> **What you should do**
For the records that follow, restate each one word for word and leave the images behind.
++++ Available records ++++
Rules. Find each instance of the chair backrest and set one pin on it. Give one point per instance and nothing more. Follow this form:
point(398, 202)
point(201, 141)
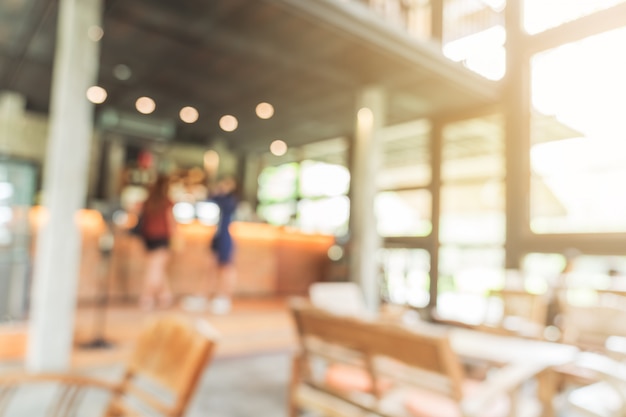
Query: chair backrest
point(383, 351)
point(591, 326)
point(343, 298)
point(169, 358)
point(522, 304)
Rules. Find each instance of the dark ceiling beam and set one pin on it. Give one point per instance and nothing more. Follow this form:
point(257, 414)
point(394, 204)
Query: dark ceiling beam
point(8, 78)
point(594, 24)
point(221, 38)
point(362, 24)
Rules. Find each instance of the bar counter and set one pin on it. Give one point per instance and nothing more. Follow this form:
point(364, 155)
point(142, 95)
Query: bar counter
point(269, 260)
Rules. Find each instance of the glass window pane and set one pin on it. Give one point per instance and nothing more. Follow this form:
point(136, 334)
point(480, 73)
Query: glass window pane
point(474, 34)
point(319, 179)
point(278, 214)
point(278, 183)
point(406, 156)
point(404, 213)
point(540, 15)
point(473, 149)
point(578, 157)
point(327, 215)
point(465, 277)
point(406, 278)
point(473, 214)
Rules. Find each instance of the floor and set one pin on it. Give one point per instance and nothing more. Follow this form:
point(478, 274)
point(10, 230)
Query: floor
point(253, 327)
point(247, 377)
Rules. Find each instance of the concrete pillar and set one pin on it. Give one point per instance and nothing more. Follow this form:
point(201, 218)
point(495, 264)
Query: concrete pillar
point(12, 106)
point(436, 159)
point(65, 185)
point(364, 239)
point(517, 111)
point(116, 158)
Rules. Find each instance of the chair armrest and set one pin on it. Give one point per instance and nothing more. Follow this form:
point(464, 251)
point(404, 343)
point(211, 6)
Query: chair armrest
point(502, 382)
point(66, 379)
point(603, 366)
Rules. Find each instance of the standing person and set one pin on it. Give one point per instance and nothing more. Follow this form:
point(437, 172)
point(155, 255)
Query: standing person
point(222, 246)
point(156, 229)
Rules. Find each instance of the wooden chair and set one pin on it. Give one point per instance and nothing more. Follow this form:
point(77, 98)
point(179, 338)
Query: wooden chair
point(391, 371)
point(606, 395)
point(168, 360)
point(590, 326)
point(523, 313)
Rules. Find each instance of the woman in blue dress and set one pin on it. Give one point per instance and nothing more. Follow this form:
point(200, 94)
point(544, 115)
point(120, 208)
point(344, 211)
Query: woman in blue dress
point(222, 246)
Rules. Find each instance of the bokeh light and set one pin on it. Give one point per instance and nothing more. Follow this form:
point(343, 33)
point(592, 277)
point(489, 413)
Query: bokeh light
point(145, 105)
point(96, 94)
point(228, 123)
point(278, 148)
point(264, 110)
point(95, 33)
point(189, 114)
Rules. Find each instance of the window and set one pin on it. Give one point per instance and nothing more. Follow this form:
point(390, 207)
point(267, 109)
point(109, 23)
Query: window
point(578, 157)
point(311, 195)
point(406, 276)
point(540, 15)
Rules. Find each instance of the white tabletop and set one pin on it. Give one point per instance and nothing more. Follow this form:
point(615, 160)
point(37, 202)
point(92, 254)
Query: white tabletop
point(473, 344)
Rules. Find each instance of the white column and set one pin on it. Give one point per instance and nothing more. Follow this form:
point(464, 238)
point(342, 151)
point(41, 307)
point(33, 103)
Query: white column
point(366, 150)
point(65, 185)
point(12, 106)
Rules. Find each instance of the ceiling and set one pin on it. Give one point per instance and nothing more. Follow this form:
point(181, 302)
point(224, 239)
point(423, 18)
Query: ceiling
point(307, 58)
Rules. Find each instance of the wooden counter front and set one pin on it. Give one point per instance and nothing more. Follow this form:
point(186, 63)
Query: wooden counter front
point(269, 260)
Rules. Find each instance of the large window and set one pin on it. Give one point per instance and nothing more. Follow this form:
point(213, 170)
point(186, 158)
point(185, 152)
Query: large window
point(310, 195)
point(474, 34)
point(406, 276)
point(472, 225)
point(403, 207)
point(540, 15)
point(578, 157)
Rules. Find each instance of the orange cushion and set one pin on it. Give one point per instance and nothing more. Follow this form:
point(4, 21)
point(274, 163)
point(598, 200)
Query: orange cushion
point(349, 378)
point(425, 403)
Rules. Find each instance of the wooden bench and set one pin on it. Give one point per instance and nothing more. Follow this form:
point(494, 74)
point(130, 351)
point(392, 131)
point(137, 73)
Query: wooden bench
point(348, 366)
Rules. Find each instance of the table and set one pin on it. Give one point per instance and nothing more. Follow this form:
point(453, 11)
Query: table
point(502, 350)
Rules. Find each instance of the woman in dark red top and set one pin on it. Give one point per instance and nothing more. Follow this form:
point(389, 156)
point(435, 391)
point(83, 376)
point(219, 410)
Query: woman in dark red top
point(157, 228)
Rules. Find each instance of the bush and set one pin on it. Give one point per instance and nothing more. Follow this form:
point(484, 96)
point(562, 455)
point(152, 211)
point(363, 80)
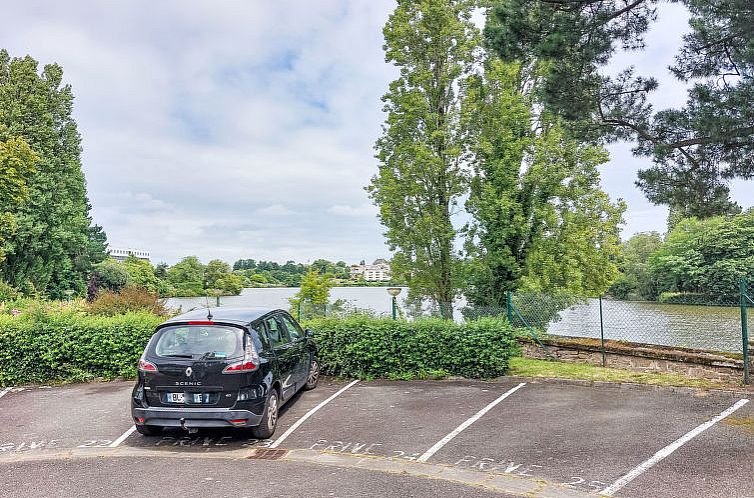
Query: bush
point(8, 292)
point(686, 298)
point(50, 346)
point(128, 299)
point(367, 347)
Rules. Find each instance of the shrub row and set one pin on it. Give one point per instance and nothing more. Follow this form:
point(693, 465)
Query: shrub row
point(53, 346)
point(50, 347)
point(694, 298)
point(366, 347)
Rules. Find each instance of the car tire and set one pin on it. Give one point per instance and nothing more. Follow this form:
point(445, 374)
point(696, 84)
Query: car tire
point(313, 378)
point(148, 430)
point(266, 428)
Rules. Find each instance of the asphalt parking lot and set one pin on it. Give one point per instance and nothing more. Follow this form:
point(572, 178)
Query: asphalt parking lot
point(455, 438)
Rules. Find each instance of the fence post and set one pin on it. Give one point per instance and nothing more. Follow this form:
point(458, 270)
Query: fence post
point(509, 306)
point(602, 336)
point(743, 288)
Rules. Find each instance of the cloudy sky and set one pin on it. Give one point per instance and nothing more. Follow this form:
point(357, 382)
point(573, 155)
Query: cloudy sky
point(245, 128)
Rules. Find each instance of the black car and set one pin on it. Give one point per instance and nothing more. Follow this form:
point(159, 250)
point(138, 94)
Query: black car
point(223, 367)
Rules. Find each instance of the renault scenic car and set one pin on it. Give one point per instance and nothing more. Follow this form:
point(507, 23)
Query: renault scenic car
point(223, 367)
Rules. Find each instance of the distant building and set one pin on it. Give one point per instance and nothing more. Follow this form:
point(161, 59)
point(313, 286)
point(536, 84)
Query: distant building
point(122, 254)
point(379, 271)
++++
> **Solution for this problem**
Rules. Find each instance of the chair backrest and set one pin on it. Give one point per instance and nothing more. Follow this form:
point(398, 202)
point(201, 141)
Query: chair backrest
point(383, 351)
point(591, 326)
point(343, 298)
point(169, 358)
point(522, 304)
Rules. Find each instance of the dark ceiling beam and set one pin on it. Give one point per instance and nothing more. Follow this form:
point(257, 414)
point(394, 204)
Query: dark ceiling beam
point(8, 78)
point(594, 24)
point(221, 38)
point(362, 24)
Rules. Find each instance of the bar counter and set one pin on it. Give one point per instance and nothing more. Follow this form:
point(364, 155)
point(142, 95)
Query: bar counter
point(269, 260)
Rules. Find each instance of the glass window pane and set one pin on it. Give one point per instance and nothing more. Follow this form:
point(136, 334)
point(480, 73)
Query: glass window pane
point(474, 34)
point(319, 179)
point(278, 214)
point(278, 183)
point(406, 156)
point(404, 213)
point(540, 15)
point(473, 149)
point(578, 157)
point(327, 215)
point(465, 277)
point(406, 278)
point(473, 214)
Rules. Find each instance of the floor and set one pin on it. Give one point per instance and nothing more. Follow this form:
point(478, 274)
point(10, 230)
Query: floor
point(253, 327)
point(247, 377)
Rules. Find each instance of the concrete pillar and set one pin on it. Give one point per instance and nothing more. Follow this form:
point(201, 218)
point(495, 264)
Query: concrete pillar
point(12, 106)
point(436, 159)
point(65, 185)
point(364, 239)
point(517, 111)
point(116, 158)
Rules. Find each instance of the chair armrest and set one pin on it. Give one point per instance and nothing more. Follow this form:
point(464, 251)
point(404, 343)
point(211, 6)
Query: chair armrest
point(502, 382)
point(66, 379)
point(603, 366)
Rules. Find each instance of the standing person and set one pin on it. Give one point per instance and nothing more. Follow this form:
point(437, 172)
point(155, 255)
Query: standing person
point(222, 246)
point(156, 229)
Rules. Find each instance of the wooden chair and set one pin on it. Give one point per instance and nothing more. Follow this form:
point(77, 98)
point(179, 338)
Query: wooden chair
point(391, 371)
point(606, 395)
point(168, 360)
point(590, 326)
point(523, 313)
Rules. Find each instance of the woman in blue dress and set one pin on it. Give one point per instance and nothing more. Follow this form:
point(200, 94)
point(544, 115)
point(120, 208)
point(344, 211)
Query: woman in blue dress
point(222, 246)
Rules. Find each instance of the bokeh light and set one pin on it. Give one point per instance and nothing more. Follow this form:
point(343, 33)
point(592, 277)
point(489, 413)
Query: bokeh light
point(145, 105)
point(96, 94)
point(228, 123)
point(278, 148)
point(264, 110)
point(95, 33)
point(189, 114)
Rules. Find each instance of the window and set one pin on it. Give one point per instance and nothing more. Follow this form:
point(390, 207)
point(267, 109)
point(109, 23)
Query: window
point(578, 157)
point(311, 195)
point(406, 276)
point(540, 15)
Rules. Find each instance of the white tabletop and set one pin on it. Give one point per instance and nothing more. Follow this form:
point(615, 160)
point(37, 202)
point(92, 254)
Query: white tabletop
point(473, 344)
Rules. Find each instance of the white column and set one pin on it. Give one point per instance and nothing more. Follow this form:
point(464, 238)
point(342, 151)
point(41, 307)
point(33, 103)
Query: white column
point(366, 150)
point(65, 185)
point(12, 106)
Rules. Find each instance of the ceiling and set one pin on it. Give one point per instance and nothing more. Follow this form:
point(181, 302)
point(224, 239)
point(423, 18)
Query: ceiling
point(307, 58)
Rules. Find each instance of the wooden counter front and set one pin on it. Give one point per instance and nothing more. Follow this form:
point(186, 63)
Query: wooden counter front
point(269, 260)
Rules. Find each instance of the large window and set one pin on it. Give one point per instance and nothing more. Follow this form:
point(213, 170)
point(186, 158)
point(185, 152)
Query: large window
point(310, 195)
point(474, 34)
point(406, 276)
point(472, 225)
point(403, 207)
point(540, 15)
point(578, 157)
Rules. Find each instance of the orange cushion and set one pin on it. Give one point per instance and nothing more. Follow this form:
point(4, 21)
point(274, 163)
point(598, 200)
Query: orange cushion
point(349, 378)
point(425, 403)
Rules. Find each instance of the wooden bench and set one pin on it. Give one point per instance and nothing more. Follow this form:
point(494, 74)
point(130, 351)
point(392, 131)
point(137, 73)
Query: wooden bench
point(348, 366)
Rules. Find each instance of the table and set one pin on it. Give one point per instance and nothing more. Follow this form:
point(453, 11)
Query: table
point(502, 350)
Rules. Find each instance of the woman in dark red top and set one pin on it. Give one point per instance and nothing more. Follow this form:
point(389, 156)
point(435, 391)
point(83, 376)
point(219, 410)
Query: woman in dark red top
point(157, 228)
Rules. Find each instance of the bush and set one pin on it. Give one point per instance and nothing more. Follow this form:
point(484, 96)
point(562, 455)
point(152, 211)
point(363, 80)
Query: bush
point(8, 292)
point(686, 298)
point(50, 346)
point(128, 299)
point(367, 347)
Rules. Find each instance of the shrub row and set one pin on it. Give one point per instance and nothing more. Follow this form:
point(693, 465)
Query: shrub row
point(53, 346)
point(50, 347)
point(694, 298)
point(366, 347)
Rules. Find each instance of the car tire and set one pin on it. Give one point per instance and nothing more. Follow this form:
point(445, 374)
point(696, 84)
Query: car tire
point(313, 378)
point(148, 430)
point(266, 428)
Rules. Find each instance of the asphalt parking lot and set one pin on it. Give one point per instance and nothing more. Follow this form:
point(572, 178)
Query: asphalt parking lot
point(455, 438)
Rules. Find each instance of the fence post and set one pin on it. Give one point per instance and nothing more. Follow this form:
point(458, 270)
Query: fence post
point(509, 306)
point(602, 336)
point(743, 288)
Rules. Find each instance of the cloudy sky and set one pin on it. Give one point per instance and nothing more. Follow this form:
point(357, 382)
point(573, 155)
Query: cloudy sky
point(245, 128)
Rules. Find each instance of the black car and set one pin on it. Give one point per instance and nothing more. Follow this form:
point(159, 250)
point(138, 94)
Query: black car
point(223, 367)
Rules. Find each instance of the renault scenic car and set one pin on it. Give one point per instance and nothing more. Follow this form:
point(507, 23)
Query: renault scenic car
point(223, 367)
Rules. Find each instance of the distant building and set one pin on it. Give one point per instance and nothing more. Follow this form:
point(161, 59)
point(313, 286)
point(536, 84)
Query: distant building
point(122, 254)
point(379, 271)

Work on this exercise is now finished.